→ What this task involves
Transcribe each record below word for word.

→ Exercise data
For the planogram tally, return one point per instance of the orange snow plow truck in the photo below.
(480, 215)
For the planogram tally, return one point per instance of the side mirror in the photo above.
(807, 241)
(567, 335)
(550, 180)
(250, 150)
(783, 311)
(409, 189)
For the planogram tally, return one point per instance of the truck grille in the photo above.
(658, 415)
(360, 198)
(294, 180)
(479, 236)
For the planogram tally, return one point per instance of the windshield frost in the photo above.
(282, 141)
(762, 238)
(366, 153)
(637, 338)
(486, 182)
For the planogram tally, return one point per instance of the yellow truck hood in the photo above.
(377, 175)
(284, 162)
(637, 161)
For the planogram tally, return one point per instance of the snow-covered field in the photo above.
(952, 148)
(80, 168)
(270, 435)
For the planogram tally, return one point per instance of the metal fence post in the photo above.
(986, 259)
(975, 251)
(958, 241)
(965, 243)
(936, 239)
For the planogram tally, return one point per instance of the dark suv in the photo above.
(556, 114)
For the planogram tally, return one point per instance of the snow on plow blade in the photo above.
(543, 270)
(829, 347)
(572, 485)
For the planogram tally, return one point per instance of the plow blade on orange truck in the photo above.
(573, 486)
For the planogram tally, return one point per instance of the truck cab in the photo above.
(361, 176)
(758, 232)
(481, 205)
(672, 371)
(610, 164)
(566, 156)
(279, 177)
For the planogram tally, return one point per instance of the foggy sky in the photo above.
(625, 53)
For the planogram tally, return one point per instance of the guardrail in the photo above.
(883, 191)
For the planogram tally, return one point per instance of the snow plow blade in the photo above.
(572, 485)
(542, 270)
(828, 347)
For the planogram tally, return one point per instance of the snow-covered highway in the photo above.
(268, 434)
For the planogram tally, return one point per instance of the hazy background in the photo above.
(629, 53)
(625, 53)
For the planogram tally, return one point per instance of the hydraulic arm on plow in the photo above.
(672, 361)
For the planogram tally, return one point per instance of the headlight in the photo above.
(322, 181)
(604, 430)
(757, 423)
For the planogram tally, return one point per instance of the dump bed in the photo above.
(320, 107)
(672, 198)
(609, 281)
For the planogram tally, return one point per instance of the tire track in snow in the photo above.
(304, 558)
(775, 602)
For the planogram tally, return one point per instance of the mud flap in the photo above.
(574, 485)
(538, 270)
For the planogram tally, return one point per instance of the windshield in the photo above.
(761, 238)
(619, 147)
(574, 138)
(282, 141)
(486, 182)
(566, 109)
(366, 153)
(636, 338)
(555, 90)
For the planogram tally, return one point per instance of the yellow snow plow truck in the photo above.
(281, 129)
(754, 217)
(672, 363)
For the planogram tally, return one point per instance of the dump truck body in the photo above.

→ Exercise solution
For the planogram tally, return one point per instance of the orange snow plow truck in the photo below.
(480, 215)
For the planogram tally, return one point per instance of the side mirror in the photo above.
(807, 241)
(567, 335)
(550, 180)
(250, 150)
(783, 311)
(409, 189)
For the planogram tally, return one point per instance of the truck grille in the photo above.
(658, 415)
(360, 198)
(294, 180)
(479, 236)
For the planogram tally, return one point per instance of the windshield frost in the photo above.
(282, 141)
(762, 238)
(366, 153)
(637, 338)
(486, 182)
For the planogram tally, return one point per instance of the yellow truck hood in the photo above.
(377, 175)
(284, 162)
(637, 161)
For the planogram tally, return one point per instance of the snow-covered field in the photo above.
(952, 148)
(80, 168)
(270, 435)
For the planogram tally, return one point per instance of the metal fence post in the photo above.
(986, 259)
(975, 251)
(958, 241)
(965, 243)
(936, 239)
For the planogram tally, return one point per instance of the dark suv in the photo above.
(556, 114)
For the planogram tally, return one point per instance of the snow on plow blade in the photo above.
(543, 270)
(829, 347)
(572, 485)
For the planogram tally, return one point per instance of the plow blade on orange truck in the photo above.
(573, 486)
For the planogram tally, return one point per instance of the truck cab in the photo above.
(361, 176)
(758, 232)
(481, 205)
(672, 371)
(610, 164)
(566, 156)
(279, 177)
For the planogram tally, return one point per instance of the foggy sky in the photo above.
(625, 53)
For the planogram tally, return one point per instance of the guardrail in the photo above.
(883, 191)
For the planogram tally, return one point per instance of the snow plow blade in the photo above.
(572, 485)
(542, 270)
(828, 347)
For the planogram tally, return one point per instance of the snow-covered highway in the photo above.
(268, 434)
For the planogram tally, return one point per instance of the hazy background in the photo above.
(629, 53)
(625, 53)
For the planogram tally, return one point per instance of the hydraulic arm on plow in the photo above.
(672, 361)
For the planogram tally, return one point per instance of the headlight in the photo above.
(322, 181)
(604, 430)
(757, 423)
For the planogram tally, return one point per instance of the dump bed in the photo above.
(320, 107)
(672, 198)
(609, 281)
For the planogram tally, return one point per instance of the tire track in snow in the photo above.
(304, 558)
(775, 602)
For the planogram tally, return one point per instance of the mud flap in the photo above.
(574, 485)
(538, 270)
For the planogram tally, return one point per instance of the windshield in the photo above.
(761, 238)
(619, 147)
(574, 138)
(282, 141)
(486, 182)
(566, 109)
(366, 153)
(636, 338)
(555, 90)
For the planogram tally, return one point per instance of the yellow snow plow truck in the photo above.
(281, 129)
(754, 217)
(672, 363)
For the planogram tally, return one point per instance of the dump truck body in the photo above.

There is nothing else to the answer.